§ EXERCISE AIM
From the listing below, keep only the lines that contain the string "column". Copy each one unchanged, and treat uppercase and lowercase letters as different.

━━━━━━

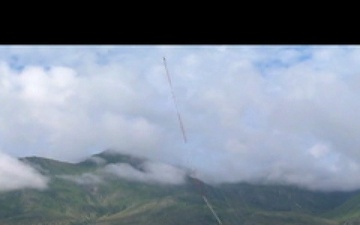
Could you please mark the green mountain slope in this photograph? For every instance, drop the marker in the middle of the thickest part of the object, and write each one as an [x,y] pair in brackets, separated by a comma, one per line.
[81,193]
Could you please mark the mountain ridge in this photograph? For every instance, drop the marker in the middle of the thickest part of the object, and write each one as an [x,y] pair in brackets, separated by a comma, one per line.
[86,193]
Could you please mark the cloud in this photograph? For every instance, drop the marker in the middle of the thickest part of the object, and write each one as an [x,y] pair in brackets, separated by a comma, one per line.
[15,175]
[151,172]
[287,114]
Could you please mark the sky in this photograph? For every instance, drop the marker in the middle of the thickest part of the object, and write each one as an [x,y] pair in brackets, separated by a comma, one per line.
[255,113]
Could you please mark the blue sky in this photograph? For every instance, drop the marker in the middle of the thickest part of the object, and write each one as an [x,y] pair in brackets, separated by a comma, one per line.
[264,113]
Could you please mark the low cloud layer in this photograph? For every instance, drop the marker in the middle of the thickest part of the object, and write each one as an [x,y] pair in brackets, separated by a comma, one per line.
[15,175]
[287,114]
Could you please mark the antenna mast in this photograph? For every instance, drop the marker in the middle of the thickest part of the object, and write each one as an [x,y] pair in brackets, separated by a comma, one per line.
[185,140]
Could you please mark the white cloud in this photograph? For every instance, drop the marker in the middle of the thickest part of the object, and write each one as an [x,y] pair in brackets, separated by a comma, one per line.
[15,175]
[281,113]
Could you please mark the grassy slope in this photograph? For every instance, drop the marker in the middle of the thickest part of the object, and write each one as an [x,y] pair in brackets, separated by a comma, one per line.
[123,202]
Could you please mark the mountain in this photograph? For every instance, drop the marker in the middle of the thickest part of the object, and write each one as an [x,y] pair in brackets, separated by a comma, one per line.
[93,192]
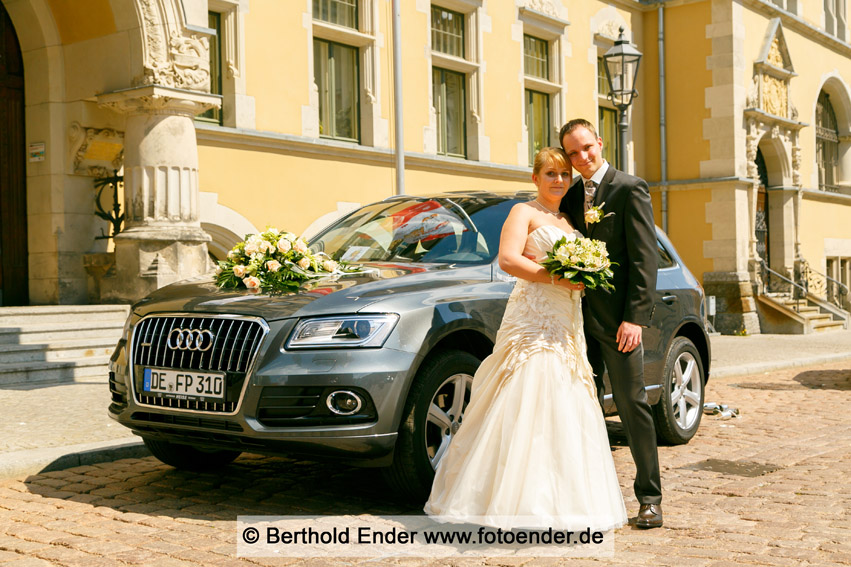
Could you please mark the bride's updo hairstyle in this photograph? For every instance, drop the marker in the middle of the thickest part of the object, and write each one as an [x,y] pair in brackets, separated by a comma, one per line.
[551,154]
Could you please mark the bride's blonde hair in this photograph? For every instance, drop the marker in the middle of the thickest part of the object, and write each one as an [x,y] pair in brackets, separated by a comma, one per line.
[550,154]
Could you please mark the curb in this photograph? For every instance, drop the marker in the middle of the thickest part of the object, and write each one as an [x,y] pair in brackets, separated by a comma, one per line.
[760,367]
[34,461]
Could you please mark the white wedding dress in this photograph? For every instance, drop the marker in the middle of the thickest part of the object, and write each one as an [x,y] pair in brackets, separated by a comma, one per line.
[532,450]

━━━━━━

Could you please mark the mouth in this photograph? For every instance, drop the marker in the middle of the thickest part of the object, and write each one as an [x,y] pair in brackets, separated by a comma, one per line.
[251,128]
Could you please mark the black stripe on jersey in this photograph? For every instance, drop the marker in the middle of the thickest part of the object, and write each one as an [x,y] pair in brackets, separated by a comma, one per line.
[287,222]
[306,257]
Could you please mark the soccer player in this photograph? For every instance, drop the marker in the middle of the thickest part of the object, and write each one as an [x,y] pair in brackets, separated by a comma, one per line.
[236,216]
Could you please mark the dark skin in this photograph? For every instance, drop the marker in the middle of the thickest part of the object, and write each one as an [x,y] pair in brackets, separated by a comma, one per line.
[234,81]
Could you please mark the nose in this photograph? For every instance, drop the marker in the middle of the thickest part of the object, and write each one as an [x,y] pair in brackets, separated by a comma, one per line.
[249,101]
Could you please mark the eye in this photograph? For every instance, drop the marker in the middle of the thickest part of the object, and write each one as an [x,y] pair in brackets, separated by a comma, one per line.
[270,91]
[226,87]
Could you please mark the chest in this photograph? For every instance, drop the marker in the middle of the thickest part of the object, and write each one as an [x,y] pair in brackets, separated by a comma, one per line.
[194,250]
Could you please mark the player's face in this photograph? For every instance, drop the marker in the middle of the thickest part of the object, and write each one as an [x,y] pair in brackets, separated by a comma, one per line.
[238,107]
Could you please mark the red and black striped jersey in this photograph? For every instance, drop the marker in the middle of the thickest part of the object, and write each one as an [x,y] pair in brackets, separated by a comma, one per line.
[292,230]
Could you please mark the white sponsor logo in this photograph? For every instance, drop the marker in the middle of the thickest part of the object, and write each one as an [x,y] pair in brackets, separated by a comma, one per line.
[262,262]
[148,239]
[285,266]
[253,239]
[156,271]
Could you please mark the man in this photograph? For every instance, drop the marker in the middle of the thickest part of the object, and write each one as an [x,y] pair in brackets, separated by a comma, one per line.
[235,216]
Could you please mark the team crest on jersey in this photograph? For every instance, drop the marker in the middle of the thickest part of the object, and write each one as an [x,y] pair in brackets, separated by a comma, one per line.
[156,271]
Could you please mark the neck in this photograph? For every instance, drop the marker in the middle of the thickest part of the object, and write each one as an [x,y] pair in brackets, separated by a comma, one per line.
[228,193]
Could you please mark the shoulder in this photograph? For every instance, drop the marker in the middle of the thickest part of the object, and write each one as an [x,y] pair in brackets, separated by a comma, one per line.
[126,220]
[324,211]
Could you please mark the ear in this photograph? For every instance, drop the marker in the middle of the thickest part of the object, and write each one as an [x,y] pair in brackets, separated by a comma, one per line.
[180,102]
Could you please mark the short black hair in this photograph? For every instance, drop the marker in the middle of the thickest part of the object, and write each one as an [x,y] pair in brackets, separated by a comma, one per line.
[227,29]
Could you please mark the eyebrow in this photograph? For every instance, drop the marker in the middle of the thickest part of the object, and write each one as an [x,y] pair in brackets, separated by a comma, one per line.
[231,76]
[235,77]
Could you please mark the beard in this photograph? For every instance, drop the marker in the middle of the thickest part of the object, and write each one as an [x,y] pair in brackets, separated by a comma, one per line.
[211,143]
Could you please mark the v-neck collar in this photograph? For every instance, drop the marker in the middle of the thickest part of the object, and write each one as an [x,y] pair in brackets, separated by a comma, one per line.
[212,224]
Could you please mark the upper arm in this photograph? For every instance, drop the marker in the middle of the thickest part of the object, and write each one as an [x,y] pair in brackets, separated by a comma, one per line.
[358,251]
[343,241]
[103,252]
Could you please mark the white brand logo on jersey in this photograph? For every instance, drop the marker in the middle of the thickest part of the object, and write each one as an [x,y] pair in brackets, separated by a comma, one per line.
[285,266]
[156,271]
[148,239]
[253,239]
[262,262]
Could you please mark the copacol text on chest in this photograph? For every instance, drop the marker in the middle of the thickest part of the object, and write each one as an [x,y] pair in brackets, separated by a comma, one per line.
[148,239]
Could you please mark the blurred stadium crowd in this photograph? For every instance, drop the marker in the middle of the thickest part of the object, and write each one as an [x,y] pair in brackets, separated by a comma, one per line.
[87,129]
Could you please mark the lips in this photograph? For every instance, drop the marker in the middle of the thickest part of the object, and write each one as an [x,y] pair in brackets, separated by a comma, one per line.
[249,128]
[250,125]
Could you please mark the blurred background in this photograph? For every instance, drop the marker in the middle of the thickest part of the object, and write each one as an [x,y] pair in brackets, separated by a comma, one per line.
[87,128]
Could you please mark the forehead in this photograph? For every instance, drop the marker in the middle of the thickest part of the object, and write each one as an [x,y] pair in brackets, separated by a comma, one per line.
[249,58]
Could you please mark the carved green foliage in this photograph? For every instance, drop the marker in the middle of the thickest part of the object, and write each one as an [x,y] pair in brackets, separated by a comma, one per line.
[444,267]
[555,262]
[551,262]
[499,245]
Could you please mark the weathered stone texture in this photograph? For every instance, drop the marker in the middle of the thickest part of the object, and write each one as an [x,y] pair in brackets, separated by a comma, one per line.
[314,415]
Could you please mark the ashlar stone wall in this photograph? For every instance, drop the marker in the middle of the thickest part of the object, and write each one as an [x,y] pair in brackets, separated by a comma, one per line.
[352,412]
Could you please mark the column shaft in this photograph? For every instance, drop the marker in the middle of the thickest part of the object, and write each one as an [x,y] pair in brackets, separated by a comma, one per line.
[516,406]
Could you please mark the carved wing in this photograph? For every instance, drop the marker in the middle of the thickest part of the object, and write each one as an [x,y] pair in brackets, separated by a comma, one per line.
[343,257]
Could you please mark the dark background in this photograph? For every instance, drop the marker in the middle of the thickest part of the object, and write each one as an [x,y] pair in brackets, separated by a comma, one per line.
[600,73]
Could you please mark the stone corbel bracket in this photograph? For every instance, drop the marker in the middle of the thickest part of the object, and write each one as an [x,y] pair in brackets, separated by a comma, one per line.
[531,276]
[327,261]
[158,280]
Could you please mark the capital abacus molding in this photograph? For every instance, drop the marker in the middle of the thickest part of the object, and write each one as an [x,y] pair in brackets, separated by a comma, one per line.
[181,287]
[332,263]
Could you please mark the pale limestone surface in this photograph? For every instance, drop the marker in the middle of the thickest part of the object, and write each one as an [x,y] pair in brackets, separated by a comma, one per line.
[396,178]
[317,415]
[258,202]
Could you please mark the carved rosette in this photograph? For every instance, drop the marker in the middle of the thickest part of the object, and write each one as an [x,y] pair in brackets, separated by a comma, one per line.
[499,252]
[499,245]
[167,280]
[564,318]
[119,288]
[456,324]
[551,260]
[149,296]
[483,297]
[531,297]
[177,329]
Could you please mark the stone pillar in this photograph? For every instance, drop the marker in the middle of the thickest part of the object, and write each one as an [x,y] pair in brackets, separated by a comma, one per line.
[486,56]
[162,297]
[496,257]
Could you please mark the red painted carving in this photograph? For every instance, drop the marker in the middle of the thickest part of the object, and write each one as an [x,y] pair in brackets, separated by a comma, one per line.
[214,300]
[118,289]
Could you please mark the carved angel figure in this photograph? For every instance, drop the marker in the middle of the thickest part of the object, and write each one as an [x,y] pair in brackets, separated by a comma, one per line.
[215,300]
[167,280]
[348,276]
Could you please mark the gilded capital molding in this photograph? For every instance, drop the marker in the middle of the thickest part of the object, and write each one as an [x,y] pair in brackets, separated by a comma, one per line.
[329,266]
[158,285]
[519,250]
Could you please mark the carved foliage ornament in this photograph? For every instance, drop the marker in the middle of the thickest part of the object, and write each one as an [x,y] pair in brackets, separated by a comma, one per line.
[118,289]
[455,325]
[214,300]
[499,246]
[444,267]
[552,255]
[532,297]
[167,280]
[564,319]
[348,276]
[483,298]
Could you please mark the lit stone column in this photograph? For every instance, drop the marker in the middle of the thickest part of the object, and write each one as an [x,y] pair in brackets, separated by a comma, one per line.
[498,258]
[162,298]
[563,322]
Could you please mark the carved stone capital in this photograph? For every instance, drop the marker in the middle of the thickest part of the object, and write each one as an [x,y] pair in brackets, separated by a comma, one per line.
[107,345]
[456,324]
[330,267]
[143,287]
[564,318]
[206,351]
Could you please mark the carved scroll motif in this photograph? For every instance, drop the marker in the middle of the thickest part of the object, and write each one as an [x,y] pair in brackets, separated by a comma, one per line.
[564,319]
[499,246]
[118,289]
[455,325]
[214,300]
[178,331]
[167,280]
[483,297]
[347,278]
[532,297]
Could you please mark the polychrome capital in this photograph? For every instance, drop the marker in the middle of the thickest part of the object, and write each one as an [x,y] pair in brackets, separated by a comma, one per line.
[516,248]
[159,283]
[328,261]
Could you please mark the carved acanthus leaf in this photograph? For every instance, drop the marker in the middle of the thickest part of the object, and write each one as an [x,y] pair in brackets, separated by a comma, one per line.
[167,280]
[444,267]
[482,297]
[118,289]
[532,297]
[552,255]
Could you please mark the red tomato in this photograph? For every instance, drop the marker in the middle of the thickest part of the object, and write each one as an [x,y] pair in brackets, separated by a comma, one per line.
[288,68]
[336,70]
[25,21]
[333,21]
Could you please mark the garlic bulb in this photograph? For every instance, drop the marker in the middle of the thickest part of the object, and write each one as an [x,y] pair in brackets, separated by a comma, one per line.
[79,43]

━━━━━━

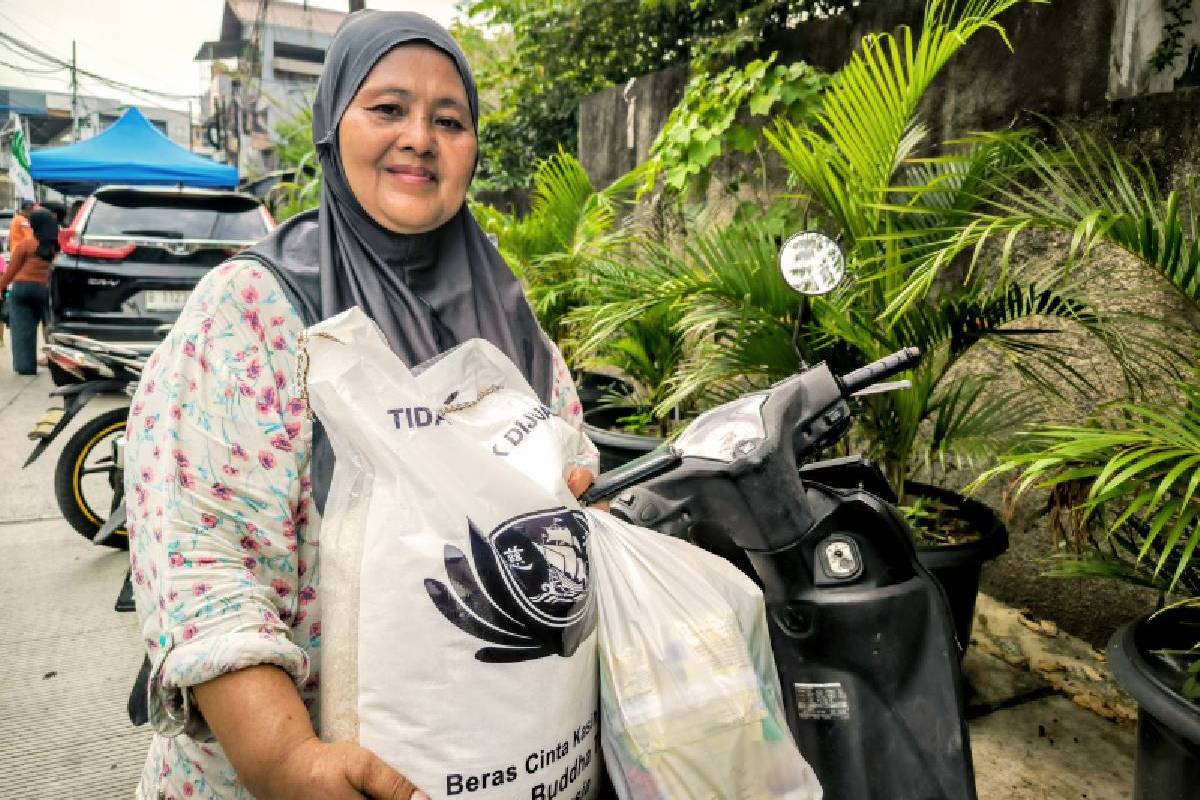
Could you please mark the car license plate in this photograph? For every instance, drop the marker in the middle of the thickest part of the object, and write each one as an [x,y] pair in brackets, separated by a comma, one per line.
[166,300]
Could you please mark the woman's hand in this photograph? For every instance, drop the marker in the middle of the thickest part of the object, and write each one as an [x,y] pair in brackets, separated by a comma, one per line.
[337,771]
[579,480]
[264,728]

━━━━━━

§ THE ANSWER
Could you please mark the column shaft in this photograph? For every instance, drop the marker in the middle of the thickest part of the object, and write each one as an [x,y] pair in brackets, separated by a comma, one per line.
Could you please mark the lit stone column in this photograph? For every instance, drop the marker in the middle of the thickest part of the object, and write each one as an [x,y] pair in brackets, separated by a comma, one per line.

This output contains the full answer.